• Written problem:
Which lines of the records below contain the word "large"? Copy each of them out in full.

• Source data:
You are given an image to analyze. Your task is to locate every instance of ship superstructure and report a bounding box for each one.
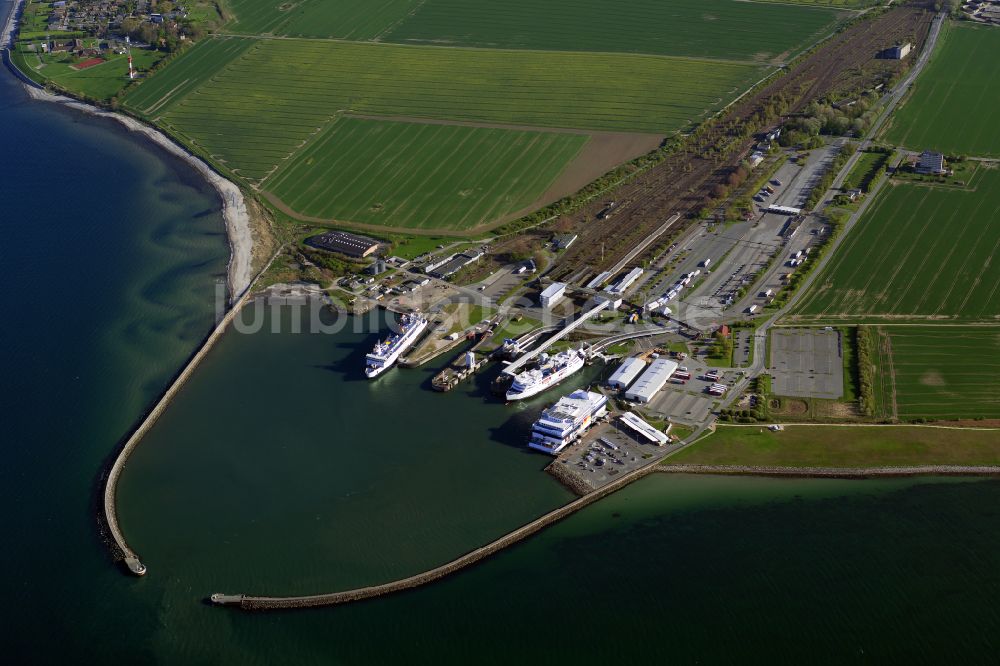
[365,314,427,379]
[528,389,608,455]
[507,349,584,400]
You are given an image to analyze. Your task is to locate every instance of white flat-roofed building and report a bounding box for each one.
[605,268,643,294]
[625,358,678,402]
[541,282,566,309]
[608,356,646,389]
[764,206,802,215]
[621,412,671,446]
[587,271,611,289]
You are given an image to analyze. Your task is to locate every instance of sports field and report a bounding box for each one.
[875,326,1000,420]
[791,167,1000,323]
[262,118,587,229]
[125,39,761,188]
[12,44,163,101]
[226,0,844,61]
[886,24,1000,157]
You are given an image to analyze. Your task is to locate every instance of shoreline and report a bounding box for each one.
[0,0,254,304]
[0,0,25,49]
[21,86,253,303]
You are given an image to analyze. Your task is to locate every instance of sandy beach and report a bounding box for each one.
[0,0,253,302]
[24,85,253,302]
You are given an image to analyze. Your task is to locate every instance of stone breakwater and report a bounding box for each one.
[211,456,657,611]
[104,292,249,576]
[657,464,1000,479]
[103,250,280,575]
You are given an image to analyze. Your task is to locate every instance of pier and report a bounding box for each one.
[503,300,611,376]
[103,248,281,576]
[210,452,660,611]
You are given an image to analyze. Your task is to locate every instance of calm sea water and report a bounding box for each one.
[0,5,1000,664]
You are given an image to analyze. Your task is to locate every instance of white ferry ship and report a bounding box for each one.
[365,314,427,379]
[528,389,608,455]
[507,349,584,400]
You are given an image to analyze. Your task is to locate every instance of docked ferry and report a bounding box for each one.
[365,314,427,379]
[528,389,608,455]
[507,349,584,400]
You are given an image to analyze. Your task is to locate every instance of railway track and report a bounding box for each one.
[552,2,934,279]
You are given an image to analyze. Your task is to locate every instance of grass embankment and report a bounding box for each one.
[664,425,1000,467]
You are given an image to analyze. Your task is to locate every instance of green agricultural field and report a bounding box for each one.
[126,37,254,117]
[382,0,843,61]
[789,168,1000,323]
[843,152,890,192]
[14,42,164,101]
[886,24,1000,157]
[262,118,587,230]
[125,39,761,184]
[225,0,420,41]
[752,0,888,9]
[875,326,1000,418]
[226,0,844,61]
[663,425,1000,467]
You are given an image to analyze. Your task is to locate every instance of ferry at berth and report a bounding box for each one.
[507,349,585,400]
[365,314,427,379]
[528,389,608,455]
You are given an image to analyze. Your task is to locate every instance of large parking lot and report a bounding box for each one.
[769,328,844,400]
[559,418,673,489]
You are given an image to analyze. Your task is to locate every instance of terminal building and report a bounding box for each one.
[608,356,646,389]
[625,358,678,402]
[541,282,566,310]
[306,231,378,258]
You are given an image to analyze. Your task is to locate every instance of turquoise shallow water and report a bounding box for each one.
[0,0,1000,664]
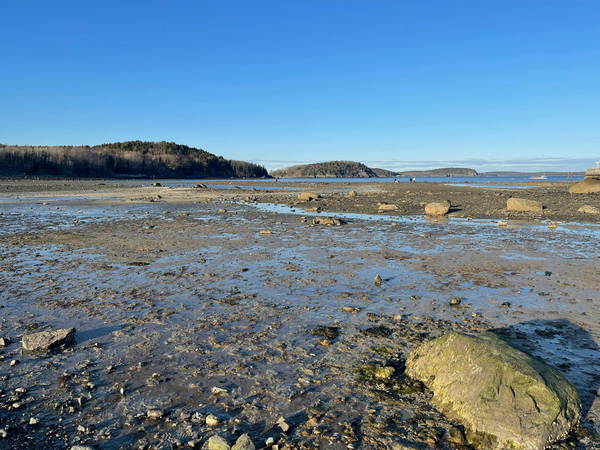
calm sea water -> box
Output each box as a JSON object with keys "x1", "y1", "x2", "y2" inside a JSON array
[
  {"x1": 279, "y1": 176, "x2": 583, "y2": 183},
  {"x1": 119, "y1": 176, "x2": 583, "y2": 187}
]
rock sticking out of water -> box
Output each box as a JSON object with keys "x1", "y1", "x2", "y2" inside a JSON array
[
  {"x1": 231, "y1": 434, "x2": 255, "y2": 450},
  {"x1": 406, "y1": 332, "x2": 581, "y2": 449},
  {"x1": 202, "y1": 435, "x2": 231, "y2": 450},
  {"x1": 21, "y1": 328, "x2": 75, "y2": 352},
  {"x1": 569, "y1": 168, "x2": 600, "y2": 194},
  {"x1": 577, "y1": 205, "x2": 600, "y2": 214},
  {"x1": 425, "y1": 201, "x2": 450, "y2": 216},
  {"x1": 377, "y1": 203, "x2": 398, "y2": 211},
  {"x1": 506, "y1": 197, "x2": 544, "y2": 214},
  {"x1": 313, "y1": 217, "x2": 344, "y2": 227},
  {"x1": 298, "y1": 192, "x2": 321, "y2": 202}
]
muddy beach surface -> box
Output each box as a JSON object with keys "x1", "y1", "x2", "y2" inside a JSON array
[{"x1": 0, "y1": 180, "x2": 600, "y2": 449}]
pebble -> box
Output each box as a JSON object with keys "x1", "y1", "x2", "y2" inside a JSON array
[
  {"x1": 277, "y1": 417, "x2": 290, "y2": 433},
  {"x1": 146, "y1": 409, "x2": 164, "y2": 419},
  {"x1": 206, "y1": 435, "x2": 231, "y2": 450},
  {"x1": 204, "y1": 414, "x2": 219, "y2": 427},
  {"x1": 373, "y1": 274, "x2": 383, "y2": 286},
  {"x1": 450, "y1": 297, "x2": 461, "y2": 306},
  {"x1": 231, "y1": 434, "x2": 256, "y2": 450}
]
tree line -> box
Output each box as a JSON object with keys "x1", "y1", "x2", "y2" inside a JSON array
[{"x1": 0, "y1": 141, "x2": 268, "y2": 178}]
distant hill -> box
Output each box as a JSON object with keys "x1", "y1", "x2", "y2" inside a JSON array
[
  {"x1": 271, "y1": 161, "x2": 377, "y2": 178},
  {"x1": 398, "y1": 167, "x2": 479, "y2": 177},
  {"x1": 371, "y1": 167, "x2": 398, "y2": 178},
  {"x1": 0, "y1": 141, "x2": 268, "y2": 178}
]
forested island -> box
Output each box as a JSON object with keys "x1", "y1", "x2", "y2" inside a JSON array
[
  {"x1": 396, "y1": 167, "x2": 479, "y2": 177},
  {"x1": 271, "y1": 161, "x2": 377, "y2": 178},
  {"x1": 271, "y1": 161, "x2": 478, "y2": 178},
  {"x1": 0, "y1": 141, "x2": 269, "y2": 178}
]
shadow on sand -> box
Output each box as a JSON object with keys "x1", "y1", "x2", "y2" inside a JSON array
[{"x1": 492, "y1": 319, "x2": 600, "y2": 430}]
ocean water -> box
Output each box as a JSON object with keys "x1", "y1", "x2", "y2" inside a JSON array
[
  {"x1": 279, "y1": 176, "x2": 583, "y2": 184},
  {"x1": 119, "y1": 176, "x2": 583, "y2": 187}
]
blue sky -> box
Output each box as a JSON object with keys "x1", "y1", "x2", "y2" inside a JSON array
[{"x1": 0, "y1": 0, "x2": 600, "y2": 170}]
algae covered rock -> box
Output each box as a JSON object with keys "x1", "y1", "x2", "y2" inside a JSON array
[
  {"x1": 298, "y1": 192, "x2": 321, "y2": 202},
  {"x1": 425, "y1": 201, "x2": 450, "y2": 216},
  {"x1": 21, "y1": 328, "x2": 75, "y2": 352},
  {"x1": 406, "y1": 332, "x2": 581, "y2": 449},
  {"x1": 577, "y1": 205, "x2": 600, "y2": 215},
  {"x1": 506, "y1": 197, "x2": 544, "y2": 214}
]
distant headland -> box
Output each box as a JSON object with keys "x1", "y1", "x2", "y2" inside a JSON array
[{"x1": 0, "y1": 141, "x2": 269, "y2": 178}]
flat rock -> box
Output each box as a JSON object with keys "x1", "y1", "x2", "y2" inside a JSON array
[
  {"x1": 21, "y1": 328, "x2": 75, "y2": 352},
  {"x1": 231, "y1": 434, "x2": 255, "y2": 450},
  {"x1": 569, "y1": 177, "x2": 600, "y2": 194},
  {"x1": 406, "y1": 332, "x2": 581, "y2": 450},
  {"x1": 313, "y1": 217, "x2": 344, "y2": 227},
  {"x1": 202, "y1": 435, "x2": 231, "y2": 450},
  {"x1": 577, "y1": 205, "x2": 600, "y2": 214},
  {"x1": 425, "y1": 201, "x2": 450, "y2": 216},
  {"x1": 298, "y1": 192, "x2": 321, "y2": 202},
  {"x1": 506, "y1": 197, "x2": 544, "y2": 214}
]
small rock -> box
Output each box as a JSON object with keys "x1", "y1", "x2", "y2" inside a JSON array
[
  {"x1": 373, "y1": 274, "x2": 383, "y2": 286},
  {"x1": 298, "y1": 192, "x2": 321, "y2": 202},
  {"x1": 425, "y1": 201, "x2": 450, "y2": 216},
  {"x1": 577, "y1": 205, "x2": 600, "y2": 214},
  {"x1": 21, "y1": 328, "x2": 75, "y2": 352},
  {"x1": 277, "y1": 417, "x2": 290, "y2": 433},
  {"x1": 450, "y1": 297, "x2": 461, "y2": 306},
  {"x1": 231, "y1": 434, "x2": 255, "y2": 450},
  {"x1": 146, "y1": 409, "x2": 164, "y2": 419},
  {"x1": 210, "y1": 386, "x2": 227, "y2": 395},
  {"x1": 506, "y1": 197, "x2": 544, "y2": 214},
  {"x1": 204, "y1": 414, "x2": 219, "y2": 427},
  {"x1": 313, "y1": 217, "x2": 344, "y2": 227},
  {"x1": 377, "y1": 203, "x2": 398, "y2": 211},
  {"x1": 310, "y1": 326, "x2": 340, "y2": 341},
  {"x1": 206, "y1": 435, "x2": 231, "y2": 450}
]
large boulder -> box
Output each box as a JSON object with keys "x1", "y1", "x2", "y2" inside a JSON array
[
  {"x1": 406, "y1": 332, "x2": 581, "y2": 450},
  {"x1": 21, "y1": 328, "x2": 75, "y2": 352},
  {"x1": 425, "y1": 201, "x2": 450, "y2": 216},
  {"x1": 506, "y1": 197, "x2": 544, "y2": 214},
  {"x1": 569, "y1": 177, "x2": 600, "y2": 194},
  {"x1": 298, "y1": 192, "x2": 321, "y2": 202}
]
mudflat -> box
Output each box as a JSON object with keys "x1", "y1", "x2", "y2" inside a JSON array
[{"x1": 0, "y1": 179, "x2": 600, "y2": 449}]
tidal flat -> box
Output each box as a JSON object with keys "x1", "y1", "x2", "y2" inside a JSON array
[{"x1": 0, "y1": 180, "x2": 600, "y2": 449}]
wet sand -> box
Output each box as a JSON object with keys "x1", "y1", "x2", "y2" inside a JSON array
[{"x1": 0, "y1": 180, "x2": 600, "y2": 449}]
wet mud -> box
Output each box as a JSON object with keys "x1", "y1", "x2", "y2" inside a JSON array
[{"x1": 0, "y1": 183, "x2": 600, "y2": 449}]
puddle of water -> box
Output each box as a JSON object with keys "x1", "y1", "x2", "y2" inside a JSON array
[
  {"x1": 446, "y1": 183, "x2": 537, "y2": 189},
  {"x1": 252, "y1": 203, "x2": 600, "y2": 239}
]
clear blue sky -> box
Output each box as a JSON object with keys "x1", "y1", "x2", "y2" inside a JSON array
[{"x1": 0, "y1": 0, "x2": 600, "y2": 170}]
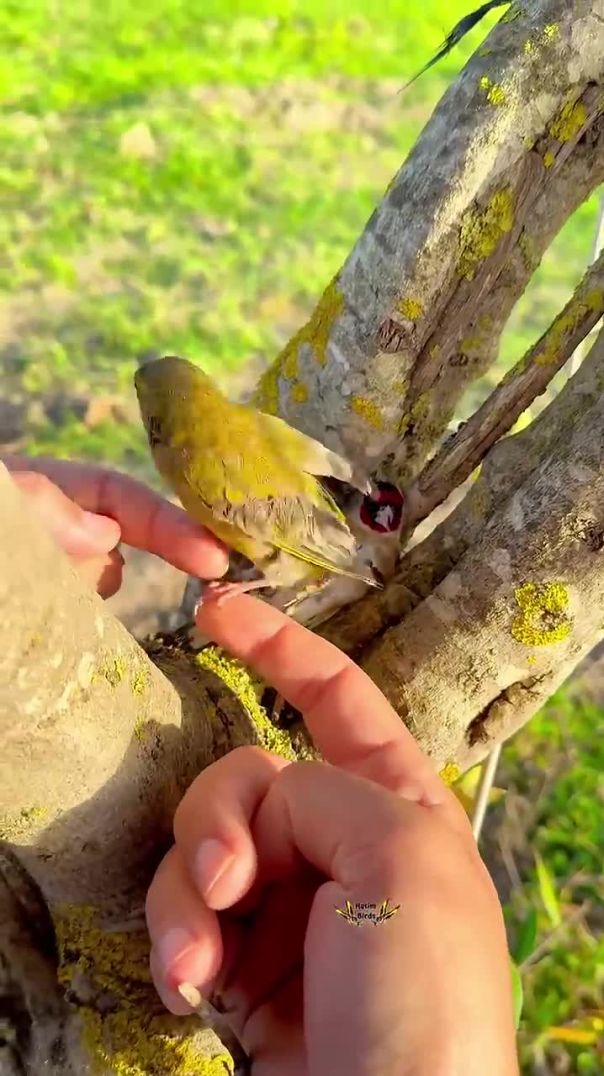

• Result of this task:
You are given an image to analyze. Your task is to locate every instance of large parking lot and report a bounding box for each one.
large boulder -> box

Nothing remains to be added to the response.